[Start DATASET CONTENT]
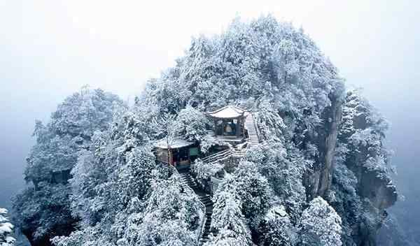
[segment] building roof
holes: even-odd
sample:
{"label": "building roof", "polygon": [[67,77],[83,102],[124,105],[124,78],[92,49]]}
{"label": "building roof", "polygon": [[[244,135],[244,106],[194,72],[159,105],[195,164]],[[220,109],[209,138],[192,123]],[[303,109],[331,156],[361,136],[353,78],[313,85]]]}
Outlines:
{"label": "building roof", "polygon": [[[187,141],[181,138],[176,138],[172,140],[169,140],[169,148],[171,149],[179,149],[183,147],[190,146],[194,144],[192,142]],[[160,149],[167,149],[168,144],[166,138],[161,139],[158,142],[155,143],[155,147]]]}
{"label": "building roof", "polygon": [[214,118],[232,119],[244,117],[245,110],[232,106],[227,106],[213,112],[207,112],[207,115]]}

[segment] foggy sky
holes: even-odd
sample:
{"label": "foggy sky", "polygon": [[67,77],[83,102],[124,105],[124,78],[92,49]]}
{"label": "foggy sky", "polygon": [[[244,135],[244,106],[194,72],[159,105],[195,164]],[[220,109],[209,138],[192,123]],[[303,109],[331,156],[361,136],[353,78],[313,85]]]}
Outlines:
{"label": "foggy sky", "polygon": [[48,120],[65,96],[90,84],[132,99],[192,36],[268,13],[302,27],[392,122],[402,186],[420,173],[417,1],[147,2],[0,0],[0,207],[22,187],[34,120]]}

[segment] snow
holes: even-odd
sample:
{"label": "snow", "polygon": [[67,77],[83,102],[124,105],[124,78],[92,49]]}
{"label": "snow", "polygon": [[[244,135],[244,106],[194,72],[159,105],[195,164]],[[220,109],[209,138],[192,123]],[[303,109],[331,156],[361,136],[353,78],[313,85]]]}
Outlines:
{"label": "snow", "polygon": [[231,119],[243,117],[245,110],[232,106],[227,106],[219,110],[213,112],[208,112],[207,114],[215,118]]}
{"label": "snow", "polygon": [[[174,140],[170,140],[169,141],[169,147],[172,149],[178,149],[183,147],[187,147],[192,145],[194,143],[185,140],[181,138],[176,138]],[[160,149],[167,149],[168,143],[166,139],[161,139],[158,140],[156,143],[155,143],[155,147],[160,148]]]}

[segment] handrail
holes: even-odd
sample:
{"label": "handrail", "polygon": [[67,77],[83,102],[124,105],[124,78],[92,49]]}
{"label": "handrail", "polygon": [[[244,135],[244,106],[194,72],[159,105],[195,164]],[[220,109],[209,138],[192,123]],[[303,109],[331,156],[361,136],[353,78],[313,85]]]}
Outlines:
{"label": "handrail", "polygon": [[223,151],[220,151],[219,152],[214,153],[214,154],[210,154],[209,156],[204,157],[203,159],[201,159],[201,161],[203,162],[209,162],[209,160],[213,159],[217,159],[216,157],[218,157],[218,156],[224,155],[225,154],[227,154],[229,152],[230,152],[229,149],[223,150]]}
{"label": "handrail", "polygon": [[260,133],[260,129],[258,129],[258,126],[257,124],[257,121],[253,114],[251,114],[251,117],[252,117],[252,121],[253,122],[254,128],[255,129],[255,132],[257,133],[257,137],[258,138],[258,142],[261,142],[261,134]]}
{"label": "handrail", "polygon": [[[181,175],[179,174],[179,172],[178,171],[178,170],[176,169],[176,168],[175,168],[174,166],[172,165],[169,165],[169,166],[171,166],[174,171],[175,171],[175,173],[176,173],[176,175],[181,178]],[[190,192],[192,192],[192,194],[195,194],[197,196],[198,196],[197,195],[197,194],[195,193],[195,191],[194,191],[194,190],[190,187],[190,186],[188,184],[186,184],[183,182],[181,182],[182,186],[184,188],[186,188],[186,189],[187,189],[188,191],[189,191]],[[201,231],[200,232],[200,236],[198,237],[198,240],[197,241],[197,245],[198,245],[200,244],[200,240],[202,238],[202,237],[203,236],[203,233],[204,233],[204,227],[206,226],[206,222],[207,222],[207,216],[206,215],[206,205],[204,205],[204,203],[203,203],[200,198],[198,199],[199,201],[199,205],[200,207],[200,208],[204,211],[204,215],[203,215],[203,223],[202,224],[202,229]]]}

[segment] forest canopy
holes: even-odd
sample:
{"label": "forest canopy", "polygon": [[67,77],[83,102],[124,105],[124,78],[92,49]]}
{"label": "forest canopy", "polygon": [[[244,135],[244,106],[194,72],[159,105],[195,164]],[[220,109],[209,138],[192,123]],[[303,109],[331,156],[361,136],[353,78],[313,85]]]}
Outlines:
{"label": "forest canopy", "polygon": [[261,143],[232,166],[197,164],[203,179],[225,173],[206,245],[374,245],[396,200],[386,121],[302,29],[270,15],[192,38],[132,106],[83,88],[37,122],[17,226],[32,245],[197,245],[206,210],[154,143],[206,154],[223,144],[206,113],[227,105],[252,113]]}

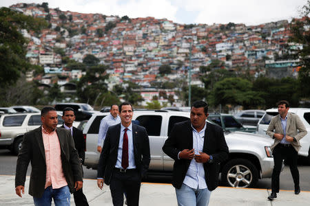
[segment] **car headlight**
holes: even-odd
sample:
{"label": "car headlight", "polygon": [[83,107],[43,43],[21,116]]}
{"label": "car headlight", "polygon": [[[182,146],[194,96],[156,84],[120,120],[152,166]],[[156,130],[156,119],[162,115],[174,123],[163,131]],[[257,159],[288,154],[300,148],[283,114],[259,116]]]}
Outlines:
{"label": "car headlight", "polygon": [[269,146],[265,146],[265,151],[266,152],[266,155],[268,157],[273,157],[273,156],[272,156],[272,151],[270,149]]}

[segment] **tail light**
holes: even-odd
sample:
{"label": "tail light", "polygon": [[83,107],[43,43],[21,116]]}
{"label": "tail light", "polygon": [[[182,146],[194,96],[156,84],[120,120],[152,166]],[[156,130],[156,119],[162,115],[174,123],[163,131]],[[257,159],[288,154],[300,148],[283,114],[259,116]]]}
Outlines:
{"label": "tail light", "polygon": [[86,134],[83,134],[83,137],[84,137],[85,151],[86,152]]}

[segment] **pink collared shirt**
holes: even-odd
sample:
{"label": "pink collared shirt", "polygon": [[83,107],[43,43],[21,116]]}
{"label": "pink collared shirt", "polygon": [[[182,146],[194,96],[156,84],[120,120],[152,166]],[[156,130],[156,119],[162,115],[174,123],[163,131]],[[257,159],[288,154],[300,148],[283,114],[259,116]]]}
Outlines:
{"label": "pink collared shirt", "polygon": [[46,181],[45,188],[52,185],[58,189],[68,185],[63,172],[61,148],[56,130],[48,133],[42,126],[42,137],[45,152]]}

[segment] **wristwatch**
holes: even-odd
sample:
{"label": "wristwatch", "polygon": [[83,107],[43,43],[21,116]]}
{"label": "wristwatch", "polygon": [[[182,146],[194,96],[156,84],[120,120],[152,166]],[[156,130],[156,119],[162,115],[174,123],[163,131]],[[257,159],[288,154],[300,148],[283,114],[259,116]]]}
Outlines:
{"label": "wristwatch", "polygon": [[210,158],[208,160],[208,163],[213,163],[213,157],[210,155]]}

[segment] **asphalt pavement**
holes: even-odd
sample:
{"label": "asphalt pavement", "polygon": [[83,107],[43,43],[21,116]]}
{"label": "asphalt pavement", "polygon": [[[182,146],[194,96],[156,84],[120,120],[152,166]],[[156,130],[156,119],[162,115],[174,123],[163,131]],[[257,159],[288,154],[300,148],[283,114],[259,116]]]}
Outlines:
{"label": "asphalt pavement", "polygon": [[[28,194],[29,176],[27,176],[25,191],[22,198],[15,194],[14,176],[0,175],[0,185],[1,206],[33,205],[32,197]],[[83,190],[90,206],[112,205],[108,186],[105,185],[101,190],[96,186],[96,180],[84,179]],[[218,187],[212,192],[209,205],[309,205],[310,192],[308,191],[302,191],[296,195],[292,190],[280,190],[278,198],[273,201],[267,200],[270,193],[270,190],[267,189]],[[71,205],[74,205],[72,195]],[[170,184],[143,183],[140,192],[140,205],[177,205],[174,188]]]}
[End DATASET CONTENT]
Reproduce all the records with every "even-odd" swapped for "nonzero" and everything else unchanged. Leave the pictures out of the answer.

* ANSWER BELOW:
[segment] building roof
holes: nonzero
sample:
{"label": "building roof", "polygon": [[67,77],[83,102],[124,105],[124,78],[92,49]]}
{"label": "building roof", "polygon": [[[244,135],[244,106],[194,72],[159,105],[195,164]],[[220,109],[209,138],[192,123]],[[303,109],[331,156],[361,136],[353,78],[313,85]]]}
Outlines:
{"label": "building roof", "polygon": [[[187,141],[181,138],[176,138],[172,140],[169,140],[169,148],[171,149],[179,149],[183,147],[190,146],[194,144],[192,142]],[[160,149],[167,149],[168,144],[166,138],[161,139],[158,142],[155,143],[155,147]]]}
{"label": "building roof", "polygon": [[214,118],[232,119],[244,117],[245,110],[232,106],[227,106],[213,112],[207,112],[207,115]]}

[segment] foggy sky
holes: nonzero
sample:
{"label": "foggy sky", "polygon": [[67,77],[83,102],[124,105],[124,78],[92,49]]}
{"label": "foggy sky", "polygon": [[[244,135],[244,106],[194,72],[159,105],[195,164]],[[220,109],[209,138],[192,123]],[[303,109],[331,156],[361,136],[353,78],[313,85]]]}
Outlines:
{"label": "foggy sky", "polygon": [[48,120],[65,96],[90,84],[132,99],[192,36],[268,13],[302,27],[392,122],[402,186],[420,173],[417,1],[147,2],[0,0],[0,207],[22,187],[34,120]]}

[segment] snow
holes: nonzero
sample:
{"label": "snow", "polygon": [[67,77],[83,102],[124,105],[124,78],[92,49]]}
{"label": "snow", "polygon": [[[244,135],[244,106],[194,72],[159,105],[195,164]],[[220,109],[209,138],[192,123]],[[303,109],[331,156],[361,136],[353,78],[313,85]]]}
Outlines:
{"label": "snow", "polygon": [[231,119],[243,117],[245,110],[232,106],[227,106],[219,110],[213,112],[208,112],[207,114],[215,118]]}
{"label": "snow", "polygon": [[[174,140],[170,140],[169,141],[169,147],[172,149],[178,149],[183,147],[187,147],[192,145],[194,143],[185,140],[181,138],[176,138]],[[160,149],[167,149],[168,143],[166,139],[161,139],[158,140],[156,143],[155,143],[155,147],[160,148]]]}

[segment] handrail
holes: nonzero
sample:
{"label": "handrail", "polygon": [[67,77],[83,102],[124,105],[124,78],[92,49]]}
{"label": "handrail", "polygon": [[[244,135],[244,106],[194,72],[159,105],[195,164]],[[220,109],[209,138],[192,123]],[[303,109],[331,156],[361,136],[353,78],[313,85]]]}
Outlines:
{"label": "handrail", "polygon": [[223,151],[220,151],[219,152],[214,153],[214,154],[210,154],[209,156],[204,157],[203,159],[201,159],[201,161],[203,162],[209,162],[209,160],[213,159],[217,159],[216,157],[218,157],[218,156],[224,155],[225,154],[227,154],[229,152],[230,152],[229,149],[223,150]]}
{"label": "handrail", "polygon": [[260,133],[260,129],[258,129],[258,126],[257,124],[257,121],[253,114],[251,114],[251,117],[252,117],[252,121],[253,122],[254,128],[255,129],[255,132],[257,133],[257,137],[258,138],[258,142],[261,142],[261,134]]}
{"label": "handrail", "polygon": [[[181,175],[179,174],[179,172],[178,171],[178,170],[176,169],[176,168],[175,168],[174,166],[172,165],[169,165],[169,166],[171,166],[174,171],[175,171],[175,173],[176,173],[176,175],[181,178]],[[190,192],[192,192],[192,194],[195,194],[197,196],[198,196],[197,195],[197,194],[195,193],[195,191],[194,191],[194,190],[190,187],[190,186],[188,184],[186,184],[183,182],[181,182],[182,186],[184,188],[186,188],[186,189],[187,189],[188,191],[189,191]],[[201,231],[200,232],[200,236],[198,237],[198,240],[197,241],[197,245],[198,245],[200,244],[200,240],[202,238],[202,237],[203,236],[203,233],[204,233],[204,227],[206,226],[206,222],[207,222],[207,216],[206,215],[206,205],[204,205],[204,203],[203,203],[200,198],[198,199],[199,201],[199,205],[200,207],[200,208],[204,211],[204,215],[203,215],[203,223],[202,224],[202,229]]]}

[segment] forest canopy
holes: nonzero
sample:
{"label": "forest canopy", "polygon": [[67,77],[83,102],[124,105],[124,78],[92,49]]}
{"label": "forest canopy", "polygon": [[[244,135],[244,106],[194,72],[159,105],[195,164]],[[220,109],[209,138],[192,123]],[[303,109],[331,156],[361,136],[353,78],[313,85]]]}
Outlines:
{"label": "forest canopy", "polygon": [[261,143],[232,166],[197,164],[203,179],[225,173],[206,245],[374,245],[396,200],[386,121],[302,29],[270,15],[192,38],[132,106],[83,88],[37,122],[17,226],[32,245],[197,245],[206,210],[154,143],[206,154],[223,144],[206,113],[227,105],[252,113]]}

[segment] **car headlight**
holes: nonzero
sample:
{"label": "car headlight", "polygon": [[83,107],[43,43],[21,116]]}
{"label": "car headlight", "polygon": [[[182,146],[194,96],[156,84],[120,120],[152,166]],[[156,130],[156,119],[162,115],[174,123],[163,131]],[[257,159],[288,154],[300,148],[283,114],[259,116]]]}
Outlines:
{"label": "car headlight", "polygon": [[269,146],[265,146],[265,151],[266,152],[266,155],[268,157],[273,157],[273,156],[272,156],[272,151],[270,149]]}

[segment] **tail light**
holes: nonzero
sample:
{"label": "tail light", "polygon": [[83,107],[43,43],[21,116]]}
{"label": "tail light", "polygon": [[[182,146],[194,96],[156,84],[120,120],[152,166]],[[156,130],[156,119],[162,115],[174,123],[163,131]],[[257,159],[288,154],[300,148],[283,114],[259,116]]]}
Outlines:
{"label": "tail light", "polygon": [[86,134],[83,134],[83,137],[84,137],[85,151],[86,152]]}

[segment] **pink collared shirt**
holes: nonzero
sample:
{"label": "pink collared shirt", "polygon": [[83,107],[43,43],[21,116]]}
{"label": "pink collared shirt", "polygon": [[[182,146],[194,96],[156,84],[120,120],[152,166]],[[156,130],[156,119],[162,115],[174,123],[163,131]],[[257,159],[288,154],[300,148],[283,114],[259,116]]]}
Outlines:
{"label": "pink collared shirt", "polygon": [[46,181],[45,188],[52,185],[58,189],[68,185],[63,172],[61,148],[56,130],[48,133],[42,126],[42,137],[45,152]]}

[segment] **wristwatch**
holes: nonzero
sample:
{"label": "wristwatch", "polygon": [[83,107],[43,43],[21,116]]}
{"label": "wristwatch", "polygon": [[[182,146],[194,96],[156,84],[120,120],[152,166]],[[156,130],[156,119],[162,115],[174,123],[163,131]],[[257,159],[288,154],[300,148],[283,114],[259,116]]]}
Outlines:
{"label": "wristwatch", "polygon": [[210,158],[208,160],[208,163],[213,163],[213,157],[210,155]]}

[segment] **asphalt pavement**
holes: nonzero
sample:
{"label": "asphalt pavement", "polygon": [[83,107],[43,43],[21,116]]}
{"label": "asphalt pavement", "polygon": [[[182,146],[194,96],[156,84],[120,120],[152,166]],[[156,130],[156,119],[162,115],[174,123],[163,131]],[[257,159],[288,154],[300,148],[283,114],[259,116]]]}
Outlines:
{"label": "asphalt pavement", "polygon": [[[28,194],[29,176],[27,176],[25,191],[22,198],[15,194],[14,176],[0,175],[0,185],[1,206],[33,205],[32,197]],[[83,190],[90,206],[112,205],[108,186],[105,185],[101,190],[96,186],[96,180],[84,179]],[[218,187],[212,192],[209,205],[309,205],[310,192],[308,191],[302,191],[296,195],[292,190],[280,190],[278,198],[273,201],[267,200],[270,193],[270,190],[267,189]],[[71,205],[74,205],[72,195]],[[170,184],[143,183],[140,192],[140,205],[177,205],[174,188]]]}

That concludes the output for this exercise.